▸ What to do:
Give back an exact copy of the lines in the records below, from the line that has "the cabinet door handle" through the line that has "[(279, 14), (334, 224)]", and nothing besides.

▸ Dataset entries:
================

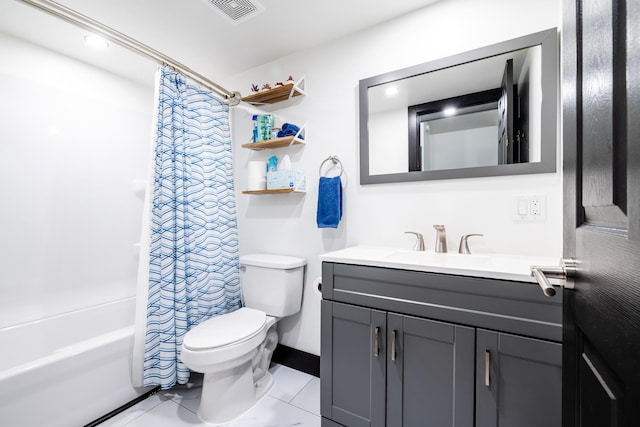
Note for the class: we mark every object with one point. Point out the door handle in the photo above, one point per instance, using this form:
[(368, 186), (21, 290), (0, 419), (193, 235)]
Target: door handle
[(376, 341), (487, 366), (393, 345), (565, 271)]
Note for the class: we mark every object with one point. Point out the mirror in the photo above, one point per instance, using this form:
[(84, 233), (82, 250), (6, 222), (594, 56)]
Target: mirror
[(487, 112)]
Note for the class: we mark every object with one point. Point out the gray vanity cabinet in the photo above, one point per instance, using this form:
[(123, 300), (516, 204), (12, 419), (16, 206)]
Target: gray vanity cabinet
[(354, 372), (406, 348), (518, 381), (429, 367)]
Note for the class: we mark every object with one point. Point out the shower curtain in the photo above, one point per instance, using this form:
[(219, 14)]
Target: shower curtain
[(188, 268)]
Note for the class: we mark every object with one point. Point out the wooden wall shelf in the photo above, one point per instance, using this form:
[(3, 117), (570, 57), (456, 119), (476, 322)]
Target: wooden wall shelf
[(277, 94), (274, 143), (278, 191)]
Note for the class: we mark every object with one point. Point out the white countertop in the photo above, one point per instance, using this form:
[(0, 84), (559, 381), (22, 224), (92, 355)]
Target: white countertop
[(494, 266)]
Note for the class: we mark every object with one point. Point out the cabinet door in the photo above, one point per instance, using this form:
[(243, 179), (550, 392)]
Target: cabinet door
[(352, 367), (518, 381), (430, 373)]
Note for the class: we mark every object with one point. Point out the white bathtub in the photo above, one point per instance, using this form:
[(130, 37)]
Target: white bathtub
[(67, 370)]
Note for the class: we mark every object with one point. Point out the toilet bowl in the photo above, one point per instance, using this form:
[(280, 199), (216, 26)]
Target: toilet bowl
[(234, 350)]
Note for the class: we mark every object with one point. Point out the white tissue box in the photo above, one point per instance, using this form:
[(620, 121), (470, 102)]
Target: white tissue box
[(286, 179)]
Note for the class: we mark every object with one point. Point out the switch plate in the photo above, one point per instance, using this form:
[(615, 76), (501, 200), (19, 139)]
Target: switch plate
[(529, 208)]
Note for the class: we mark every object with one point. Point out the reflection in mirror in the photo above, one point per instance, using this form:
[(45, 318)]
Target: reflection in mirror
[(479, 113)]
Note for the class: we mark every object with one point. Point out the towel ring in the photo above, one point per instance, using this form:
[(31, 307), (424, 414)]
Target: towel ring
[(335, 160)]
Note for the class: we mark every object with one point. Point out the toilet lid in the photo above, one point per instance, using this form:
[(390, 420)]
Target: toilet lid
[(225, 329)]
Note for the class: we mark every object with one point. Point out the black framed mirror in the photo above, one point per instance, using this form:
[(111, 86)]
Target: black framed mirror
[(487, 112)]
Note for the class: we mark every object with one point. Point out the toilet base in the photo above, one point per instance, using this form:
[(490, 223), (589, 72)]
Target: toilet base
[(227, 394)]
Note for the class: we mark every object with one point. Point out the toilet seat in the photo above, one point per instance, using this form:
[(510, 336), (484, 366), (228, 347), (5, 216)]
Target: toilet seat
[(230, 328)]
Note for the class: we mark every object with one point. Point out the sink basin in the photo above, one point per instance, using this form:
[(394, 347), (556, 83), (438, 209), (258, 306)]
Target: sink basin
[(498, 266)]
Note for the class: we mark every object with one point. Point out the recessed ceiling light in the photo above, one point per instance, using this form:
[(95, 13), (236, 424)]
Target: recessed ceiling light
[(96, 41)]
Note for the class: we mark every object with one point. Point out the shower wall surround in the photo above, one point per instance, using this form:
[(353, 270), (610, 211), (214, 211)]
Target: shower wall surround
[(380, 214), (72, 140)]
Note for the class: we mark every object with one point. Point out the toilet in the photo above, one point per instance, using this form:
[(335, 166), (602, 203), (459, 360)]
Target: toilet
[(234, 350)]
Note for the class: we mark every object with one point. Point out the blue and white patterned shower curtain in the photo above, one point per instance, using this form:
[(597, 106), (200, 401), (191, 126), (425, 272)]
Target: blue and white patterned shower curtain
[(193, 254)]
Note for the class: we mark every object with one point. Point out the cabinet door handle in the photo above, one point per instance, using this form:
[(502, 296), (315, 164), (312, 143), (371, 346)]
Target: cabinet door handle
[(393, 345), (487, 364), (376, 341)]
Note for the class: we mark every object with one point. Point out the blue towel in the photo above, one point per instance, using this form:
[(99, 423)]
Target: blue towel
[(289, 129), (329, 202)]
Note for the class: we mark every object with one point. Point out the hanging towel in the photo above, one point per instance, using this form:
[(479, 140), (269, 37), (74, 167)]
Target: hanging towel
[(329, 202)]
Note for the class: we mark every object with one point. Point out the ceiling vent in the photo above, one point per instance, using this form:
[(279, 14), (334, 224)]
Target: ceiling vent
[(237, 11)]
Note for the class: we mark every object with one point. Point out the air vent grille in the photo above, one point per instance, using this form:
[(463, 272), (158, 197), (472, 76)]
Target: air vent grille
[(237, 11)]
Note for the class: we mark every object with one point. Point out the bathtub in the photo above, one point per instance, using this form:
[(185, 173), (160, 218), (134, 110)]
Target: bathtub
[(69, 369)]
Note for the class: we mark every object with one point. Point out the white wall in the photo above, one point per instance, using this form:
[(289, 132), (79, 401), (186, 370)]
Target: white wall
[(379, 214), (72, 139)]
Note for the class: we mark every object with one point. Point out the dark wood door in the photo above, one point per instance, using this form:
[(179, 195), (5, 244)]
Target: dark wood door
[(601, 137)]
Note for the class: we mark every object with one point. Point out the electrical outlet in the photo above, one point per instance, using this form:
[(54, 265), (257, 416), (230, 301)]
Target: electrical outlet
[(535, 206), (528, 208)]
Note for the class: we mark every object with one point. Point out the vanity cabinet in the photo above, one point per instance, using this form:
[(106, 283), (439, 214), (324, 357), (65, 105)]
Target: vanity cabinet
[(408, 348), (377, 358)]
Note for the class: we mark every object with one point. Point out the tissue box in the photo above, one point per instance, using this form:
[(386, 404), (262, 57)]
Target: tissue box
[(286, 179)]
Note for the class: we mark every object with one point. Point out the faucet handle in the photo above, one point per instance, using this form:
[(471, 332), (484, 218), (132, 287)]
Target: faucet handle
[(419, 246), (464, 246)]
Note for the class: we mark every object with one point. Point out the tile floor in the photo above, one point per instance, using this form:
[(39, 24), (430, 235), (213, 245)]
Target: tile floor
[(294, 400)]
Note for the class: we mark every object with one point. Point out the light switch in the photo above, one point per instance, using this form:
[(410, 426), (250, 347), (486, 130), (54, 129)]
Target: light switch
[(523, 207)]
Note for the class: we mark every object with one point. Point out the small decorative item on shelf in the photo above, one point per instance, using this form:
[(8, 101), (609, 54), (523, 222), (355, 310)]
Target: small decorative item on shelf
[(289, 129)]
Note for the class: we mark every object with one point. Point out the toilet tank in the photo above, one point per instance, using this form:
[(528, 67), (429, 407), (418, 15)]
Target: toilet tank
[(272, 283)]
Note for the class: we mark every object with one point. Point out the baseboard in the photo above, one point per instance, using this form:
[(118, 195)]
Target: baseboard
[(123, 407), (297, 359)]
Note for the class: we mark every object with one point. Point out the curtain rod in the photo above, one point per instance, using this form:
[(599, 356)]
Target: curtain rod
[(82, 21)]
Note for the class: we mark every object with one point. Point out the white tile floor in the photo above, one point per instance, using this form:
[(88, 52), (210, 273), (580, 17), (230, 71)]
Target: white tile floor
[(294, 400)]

================

▸ Answer to this exercise:
Note for the class: we mark every object with one point. Point out the cabinet door handle in the photo above, one point per instance, using this form:
[(502, 296), (315, 164), (312, 143), (371, 346)]
Target: cabinet door handle
[(393, 345), (487, 364), (376, 341)]
Note for the class: we mark every object with one point. Point out the blue towel in the photo above, one point per instance, using this form:
[(99, 423)]
Target: blue towel
[(289, 129), (329, 202)]
Note for the class: we mark every object with one point. Point out the hanging towel in the photo above, one point per instance, using this form:
[(479, 140), (269, 37), (74, 167)]
Target: hanging towel
[(329, 202)]
Note for the class: we mark every object with one point. Point out the ceiling vent in the photo above, one point per instance, using this form:
[(279, 14), (334, 224)]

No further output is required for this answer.